EXERCISE GOAL. Please look for the string "candle" below and report every line in which it occurs.

LISTED RECORDS.
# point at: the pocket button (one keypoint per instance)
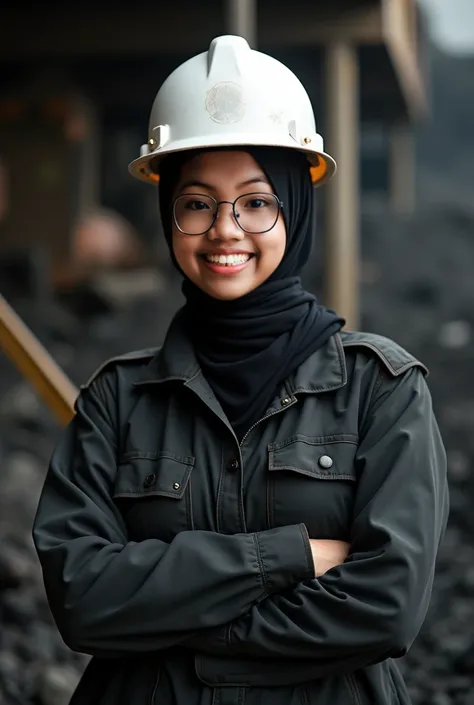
(325, 462)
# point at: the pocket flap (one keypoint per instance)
(153, 474)
(321, 457)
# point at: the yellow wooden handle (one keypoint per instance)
(36, 365)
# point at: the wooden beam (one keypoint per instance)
(341, 237)
(400, 36)
(95, 31)
(36, 365)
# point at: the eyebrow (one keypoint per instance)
(261, 179)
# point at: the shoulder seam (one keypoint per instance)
(134, 356)
(410, 363)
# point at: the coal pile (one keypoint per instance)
(418, 288)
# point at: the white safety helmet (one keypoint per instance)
(231, 95)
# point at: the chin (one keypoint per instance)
(226, 294)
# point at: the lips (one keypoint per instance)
(228, 260)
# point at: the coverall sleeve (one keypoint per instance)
(110, 596)
(371, 607)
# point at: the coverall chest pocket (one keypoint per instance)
(312, 480)
(152, 490)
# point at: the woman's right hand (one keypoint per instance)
(327, 554)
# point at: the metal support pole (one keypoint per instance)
(341, 270)
(242, 19)
(402, 169)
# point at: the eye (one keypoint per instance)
(196, 205)
(256, 202)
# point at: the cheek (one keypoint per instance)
(273, 248)
(184, 250)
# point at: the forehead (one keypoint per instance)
(229, 165)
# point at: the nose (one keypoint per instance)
(225, 227)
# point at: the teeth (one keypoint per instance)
(228, 260)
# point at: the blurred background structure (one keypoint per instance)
(83, 263)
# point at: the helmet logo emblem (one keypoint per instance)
(225, 103)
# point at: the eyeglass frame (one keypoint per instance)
(231, 203)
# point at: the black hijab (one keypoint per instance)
(248, 346)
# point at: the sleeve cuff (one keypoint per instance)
(285, 557)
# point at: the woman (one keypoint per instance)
(251, 513)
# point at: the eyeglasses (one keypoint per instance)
(255, 213)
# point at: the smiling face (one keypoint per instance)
(226, 262)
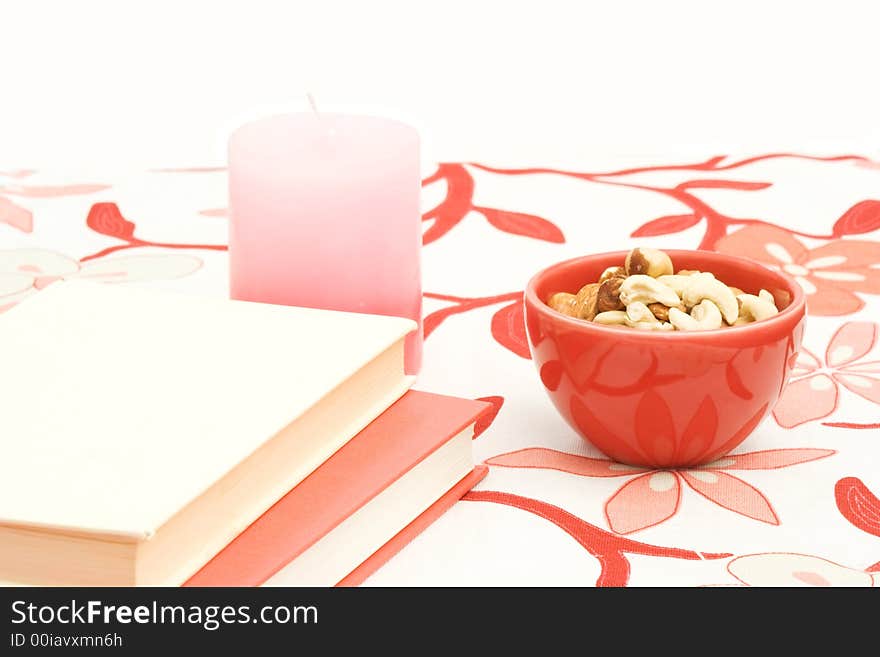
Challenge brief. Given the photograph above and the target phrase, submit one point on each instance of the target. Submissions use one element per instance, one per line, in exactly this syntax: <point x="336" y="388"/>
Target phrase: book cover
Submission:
<point x="129" y="405"/>
<point x="393" y="444"/>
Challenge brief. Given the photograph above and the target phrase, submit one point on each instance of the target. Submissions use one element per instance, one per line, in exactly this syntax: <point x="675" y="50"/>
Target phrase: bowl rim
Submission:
<point x="794" y="309"/>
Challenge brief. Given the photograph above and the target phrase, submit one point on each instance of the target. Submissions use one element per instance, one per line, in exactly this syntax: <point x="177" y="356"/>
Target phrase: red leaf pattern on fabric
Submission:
<point x="863" y="217"/>
<point x="665" y="225"/>
<point x="609" y="549"/>
<point x="518" y="223"/>
<point x="731" y="493"/>
<point x="771" y="459"/>
<point x="551" y="459"/>
<point x="509" y="329"/>
<point x="105" y="218"/>
<point x="724" y="184"/>
<point x="486" y="419"/>
<point x="643" y="502"/>
<point x="858" y="504"/>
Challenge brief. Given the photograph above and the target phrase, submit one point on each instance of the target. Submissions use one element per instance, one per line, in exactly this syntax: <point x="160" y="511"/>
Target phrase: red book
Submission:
<point x="361" y="506"/>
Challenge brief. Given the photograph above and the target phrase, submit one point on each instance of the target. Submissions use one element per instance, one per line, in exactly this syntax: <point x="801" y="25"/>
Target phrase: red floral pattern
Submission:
<point x="841" y="271"/>
<point x="813" y="392"/>
<point x="829" y="275"/>
<point x="652" y="496"/>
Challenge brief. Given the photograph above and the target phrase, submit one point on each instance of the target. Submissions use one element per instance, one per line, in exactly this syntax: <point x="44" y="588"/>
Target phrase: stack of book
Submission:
<point x="149" y="438"/>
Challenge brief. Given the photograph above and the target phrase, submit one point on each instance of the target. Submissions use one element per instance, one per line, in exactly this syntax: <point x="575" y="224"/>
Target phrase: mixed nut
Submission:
<point x="646" y="293"/>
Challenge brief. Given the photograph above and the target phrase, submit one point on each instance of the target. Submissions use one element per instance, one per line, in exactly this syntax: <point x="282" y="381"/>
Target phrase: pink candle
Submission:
<point x="325" y="213"/>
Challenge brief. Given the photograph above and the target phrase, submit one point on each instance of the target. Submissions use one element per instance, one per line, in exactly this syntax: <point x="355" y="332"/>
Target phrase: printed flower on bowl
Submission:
<point x="830" y="275"/>
<point x="813" y="390"/>
<point x="654" y="496"/>
<point x="25" y="271"/>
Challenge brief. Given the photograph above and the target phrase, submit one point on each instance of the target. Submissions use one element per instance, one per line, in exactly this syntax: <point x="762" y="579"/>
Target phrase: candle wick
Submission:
<point x="312" y="104"/>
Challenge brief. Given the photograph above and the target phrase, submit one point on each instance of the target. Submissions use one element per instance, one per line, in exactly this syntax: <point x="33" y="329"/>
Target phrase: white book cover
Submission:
<point x="120" y="406"/>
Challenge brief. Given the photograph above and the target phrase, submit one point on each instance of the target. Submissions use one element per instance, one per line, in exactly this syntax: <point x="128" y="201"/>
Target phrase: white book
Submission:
<point x="141" y="431"/>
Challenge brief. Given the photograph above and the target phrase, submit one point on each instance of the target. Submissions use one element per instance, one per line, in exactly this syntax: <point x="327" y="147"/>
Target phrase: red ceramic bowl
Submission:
<point x="664" y="399"/>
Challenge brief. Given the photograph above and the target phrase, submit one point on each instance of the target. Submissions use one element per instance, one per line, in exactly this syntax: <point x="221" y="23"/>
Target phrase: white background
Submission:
<point x="95" y="82"/>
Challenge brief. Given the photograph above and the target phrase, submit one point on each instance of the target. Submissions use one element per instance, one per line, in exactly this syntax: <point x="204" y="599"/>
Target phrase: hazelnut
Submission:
<point x="609" y="295"/>
<point x="612" y="272"/>
<point x="585" y="303"/>
<point x="650" y="262"/>
<point x="563" y="302"/>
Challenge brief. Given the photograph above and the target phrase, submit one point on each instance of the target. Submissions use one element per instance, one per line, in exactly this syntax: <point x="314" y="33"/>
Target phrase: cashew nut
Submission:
<point x="764" y="294"/>
<point x="755" y="308"/>
<point x="678" y="282"/>
<point x="640" y="316"/>
<point x="702" y="287"/>
<point x="648" y="261"/>
<point x="609" y="295"/>
<point x="704" y="316"/>
<point x="586" y="300"/>
<point x="647" y="290"/>
<point x="611" y="317"/>
<point x="563" y="302"/>
<point x="639" y="312"/>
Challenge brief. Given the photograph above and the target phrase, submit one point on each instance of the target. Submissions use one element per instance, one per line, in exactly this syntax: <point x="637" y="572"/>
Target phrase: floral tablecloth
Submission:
<point x="796" y="504"/>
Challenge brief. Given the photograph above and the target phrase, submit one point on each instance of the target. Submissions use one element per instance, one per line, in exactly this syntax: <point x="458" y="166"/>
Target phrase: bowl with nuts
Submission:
<point x="664" y="358"/>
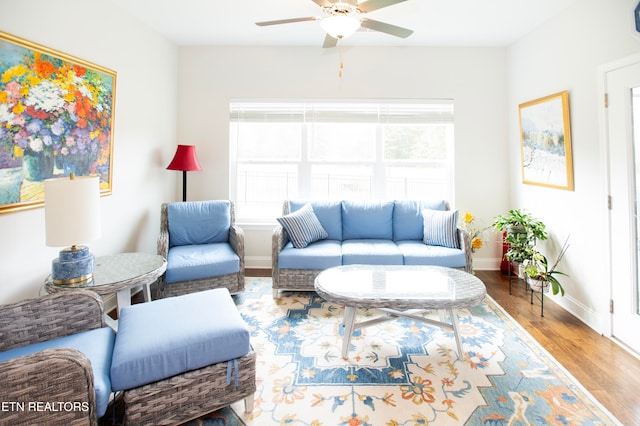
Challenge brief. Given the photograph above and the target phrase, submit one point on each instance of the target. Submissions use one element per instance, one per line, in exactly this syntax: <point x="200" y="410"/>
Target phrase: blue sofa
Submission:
<point x="401" y="232"/>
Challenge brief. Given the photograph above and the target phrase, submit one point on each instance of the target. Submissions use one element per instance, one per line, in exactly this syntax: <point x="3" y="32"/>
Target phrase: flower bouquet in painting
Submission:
<point x="56" y="115"/>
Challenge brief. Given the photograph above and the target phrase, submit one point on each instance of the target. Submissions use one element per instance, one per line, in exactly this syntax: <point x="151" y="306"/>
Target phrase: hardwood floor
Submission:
<point x="606" y="370"/>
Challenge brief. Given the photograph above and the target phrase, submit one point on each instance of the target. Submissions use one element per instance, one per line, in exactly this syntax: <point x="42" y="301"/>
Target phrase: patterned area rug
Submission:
<point x="400" y="372"/>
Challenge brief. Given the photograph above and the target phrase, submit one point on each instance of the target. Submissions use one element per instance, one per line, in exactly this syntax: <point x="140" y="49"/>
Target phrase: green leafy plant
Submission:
<point x="522" y="232"/>
<point x="537" y="268"/>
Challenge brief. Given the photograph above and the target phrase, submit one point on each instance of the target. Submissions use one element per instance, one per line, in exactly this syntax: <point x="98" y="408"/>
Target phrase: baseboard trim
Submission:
<point x="257" y="262"/>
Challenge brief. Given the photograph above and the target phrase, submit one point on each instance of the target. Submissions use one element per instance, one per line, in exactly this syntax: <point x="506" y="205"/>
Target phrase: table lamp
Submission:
<point x="186" y="160"/>
<point x="72" y="216"/>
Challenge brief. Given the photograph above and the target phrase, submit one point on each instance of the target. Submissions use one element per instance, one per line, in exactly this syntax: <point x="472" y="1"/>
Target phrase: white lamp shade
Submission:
<point x="340" y="26"/>
<point x="72" y="210"/>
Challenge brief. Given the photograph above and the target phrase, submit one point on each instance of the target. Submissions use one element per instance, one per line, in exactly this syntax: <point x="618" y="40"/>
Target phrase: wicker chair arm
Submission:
<point x="465" y="244"/>
<point x="49" y="317"/>
<point x="54" y="376"/>
<point x="163" y="238"/>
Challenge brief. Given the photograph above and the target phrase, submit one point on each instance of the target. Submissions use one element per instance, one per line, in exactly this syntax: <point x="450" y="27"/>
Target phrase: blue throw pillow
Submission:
<point x="441" y="228"/>
<point x="303" y="227"/>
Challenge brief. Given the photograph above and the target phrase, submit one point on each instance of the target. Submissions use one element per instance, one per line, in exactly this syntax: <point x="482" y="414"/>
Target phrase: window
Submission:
<point x="332" y="150"/>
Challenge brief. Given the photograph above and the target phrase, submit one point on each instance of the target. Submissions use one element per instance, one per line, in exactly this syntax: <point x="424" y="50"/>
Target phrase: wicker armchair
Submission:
<point x="53" y="375"/>
<point x="233" y="281"/>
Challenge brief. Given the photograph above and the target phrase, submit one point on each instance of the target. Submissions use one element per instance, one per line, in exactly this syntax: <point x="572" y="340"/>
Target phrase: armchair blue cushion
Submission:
<point x="96" y="344"/>
<point x="203" y="246"/>
<point x="199" y="222"/>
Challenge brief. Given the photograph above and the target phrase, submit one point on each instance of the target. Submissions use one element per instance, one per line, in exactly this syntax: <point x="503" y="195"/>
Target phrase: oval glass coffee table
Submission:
<point x="400" y="291"/>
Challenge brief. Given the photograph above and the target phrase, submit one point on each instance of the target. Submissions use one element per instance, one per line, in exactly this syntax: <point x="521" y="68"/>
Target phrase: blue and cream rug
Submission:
<point x="400" y="372"/>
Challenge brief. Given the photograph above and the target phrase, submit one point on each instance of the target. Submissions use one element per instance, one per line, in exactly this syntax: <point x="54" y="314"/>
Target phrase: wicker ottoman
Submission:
<point x="180" y="358"/>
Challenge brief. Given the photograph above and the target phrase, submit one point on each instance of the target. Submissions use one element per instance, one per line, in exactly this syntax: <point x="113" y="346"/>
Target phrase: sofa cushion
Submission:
<point x="418" y="253"/>
<point x="97" y="345"/>
<point x="303" y="227"/>
<point x="319" y="255"/>
<point x="370" y="252"/>
<point x="440" y="228"/>
<point x="166" y="337"/>
<point x="201" y="261"/>
<point x="408" y="223"/>
<point x="329" y="213"/>
<point x="199" y="222"/>
<point x="367" y="219"/>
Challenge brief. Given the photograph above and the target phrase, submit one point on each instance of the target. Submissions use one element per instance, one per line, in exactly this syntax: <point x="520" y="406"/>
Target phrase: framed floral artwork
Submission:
<point x="545" y="142"/>
<point x="56" y="118"/>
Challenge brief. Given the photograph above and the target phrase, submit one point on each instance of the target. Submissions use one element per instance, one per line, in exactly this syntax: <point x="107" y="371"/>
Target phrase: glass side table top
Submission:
<point x="400" y="286"/>
<point x="121" y="270"/>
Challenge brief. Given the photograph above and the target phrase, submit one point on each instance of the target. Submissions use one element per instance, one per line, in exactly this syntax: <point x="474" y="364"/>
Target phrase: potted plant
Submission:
<point x="522" y="230"/>
<point x="540" y="275"/>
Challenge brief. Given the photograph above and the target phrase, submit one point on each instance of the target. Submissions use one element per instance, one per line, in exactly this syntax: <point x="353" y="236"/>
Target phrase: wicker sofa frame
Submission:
<point x="233" y="282"/>
<point x="303" y="279"/>
<point x="53" y="374"/>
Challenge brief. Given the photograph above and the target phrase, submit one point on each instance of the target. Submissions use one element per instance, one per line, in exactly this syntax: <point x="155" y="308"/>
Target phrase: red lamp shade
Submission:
<point x="185" y="159"/>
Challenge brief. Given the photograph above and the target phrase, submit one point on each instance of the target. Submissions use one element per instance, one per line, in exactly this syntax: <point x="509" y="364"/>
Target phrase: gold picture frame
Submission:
<point x="56" y="118"/>
<point x="545" y="142"/>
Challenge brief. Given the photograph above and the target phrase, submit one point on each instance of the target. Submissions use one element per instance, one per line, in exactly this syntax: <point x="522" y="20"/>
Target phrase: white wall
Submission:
<point x="474" y="77"/>
<point x="144" y="136"/>
<point x="564" y="54"/>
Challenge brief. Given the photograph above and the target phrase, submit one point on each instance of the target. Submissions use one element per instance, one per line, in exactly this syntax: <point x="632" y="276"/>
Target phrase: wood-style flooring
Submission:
<point x="607" y="371"/>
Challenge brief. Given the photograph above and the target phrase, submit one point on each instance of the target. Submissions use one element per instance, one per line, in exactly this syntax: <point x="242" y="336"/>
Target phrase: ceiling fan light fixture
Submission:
<point x="340" y="26"/>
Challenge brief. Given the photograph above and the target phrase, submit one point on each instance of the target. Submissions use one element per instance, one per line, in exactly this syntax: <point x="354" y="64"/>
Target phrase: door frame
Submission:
<point x="603" y="70"/>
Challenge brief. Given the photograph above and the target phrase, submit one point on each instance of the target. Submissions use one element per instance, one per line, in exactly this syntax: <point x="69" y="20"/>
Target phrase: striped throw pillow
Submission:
<point x="440" y="228"/>
<point x="303" y="227"/>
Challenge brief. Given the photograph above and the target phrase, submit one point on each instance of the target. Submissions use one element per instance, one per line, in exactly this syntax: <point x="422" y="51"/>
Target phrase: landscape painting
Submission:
<point x="545" y="136"/>
<point x="56" y="118"/>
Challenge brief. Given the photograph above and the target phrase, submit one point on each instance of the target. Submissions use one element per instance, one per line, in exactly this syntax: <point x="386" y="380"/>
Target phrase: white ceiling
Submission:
<point x="435" y="22"/>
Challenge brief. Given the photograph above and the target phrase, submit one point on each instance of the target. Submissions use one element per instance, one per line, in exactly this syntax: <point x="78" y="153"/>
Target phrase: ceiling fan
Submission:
<point x="343" y="17"/>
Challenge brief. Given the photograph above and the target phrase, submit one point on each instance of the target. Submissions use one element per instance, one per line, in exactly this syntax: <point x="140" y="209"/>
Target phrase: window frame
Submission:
<point x="305" y="164"/>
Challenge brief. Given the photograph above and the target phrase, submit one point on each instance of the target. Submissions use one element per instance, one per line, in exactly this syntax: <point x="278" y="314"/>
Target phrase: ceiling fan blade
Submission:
<point x="330" y="42"/>
<point x="386" y="28"/>
<point x="286" y="21"/>
<point x="369" y="5"/>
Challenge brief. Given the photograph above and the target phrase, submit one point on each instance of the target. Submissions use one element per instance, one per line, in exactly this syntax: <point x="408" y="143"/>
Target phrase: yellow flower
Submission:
<point x="476" y="243"/>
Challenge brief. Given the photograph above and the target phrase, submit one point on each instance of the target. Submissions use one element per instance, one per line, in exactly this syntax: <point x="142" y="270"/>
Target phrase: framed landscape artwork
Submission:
<point x="56" y="118"/>
<point x="545" y="142"/>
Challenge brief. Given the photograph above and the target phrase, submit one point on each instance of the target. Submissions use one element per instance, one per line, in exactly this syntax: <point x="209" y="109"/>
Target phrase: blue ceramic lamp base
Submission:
<point x="73" y="267"/>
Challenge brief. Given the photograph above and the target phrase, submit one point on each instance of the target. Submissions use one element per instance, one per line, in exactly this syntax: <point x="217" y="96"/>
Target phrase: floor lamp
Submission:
<point x="185" y="160"/>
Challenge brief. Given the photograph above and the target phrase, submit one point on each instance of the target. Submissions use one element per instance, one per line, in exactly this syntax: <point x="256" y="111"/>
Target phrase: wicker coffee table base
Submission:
<point x="191" y="395"/>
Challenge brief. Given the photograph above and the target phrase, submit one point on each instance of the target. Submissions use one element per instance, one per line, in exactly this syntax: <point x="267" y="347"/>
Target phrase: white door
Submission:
<point x="623" y="119"/>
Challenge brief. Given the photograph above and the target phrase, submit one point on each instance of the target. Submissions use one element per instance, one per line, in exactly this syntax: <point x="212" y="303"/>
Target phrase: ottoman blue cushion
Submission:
<point x="163" y="338"/>
<point x="97" y="345"/>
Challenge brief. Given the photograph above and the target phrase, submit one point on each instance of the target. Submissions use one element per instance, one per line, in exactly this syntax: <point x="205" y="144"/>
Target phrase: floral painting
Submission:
<point x="545" y="135"/>
<point x="56" y="118"/>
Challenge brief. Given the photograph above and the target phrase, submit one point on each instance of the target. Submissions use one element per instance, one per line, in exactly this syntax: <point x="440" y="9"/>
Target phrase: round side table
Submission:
<point x="119" y="273"/>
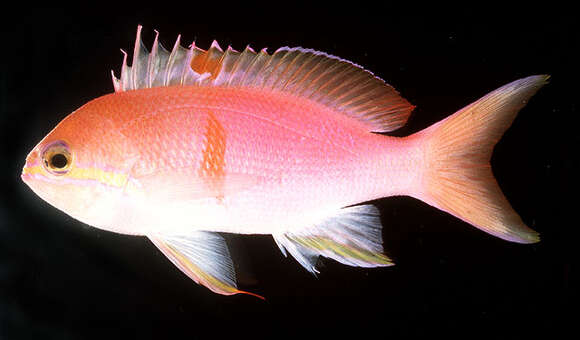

REPLY.
Target phrase: pink candle
Target phrase: candle wick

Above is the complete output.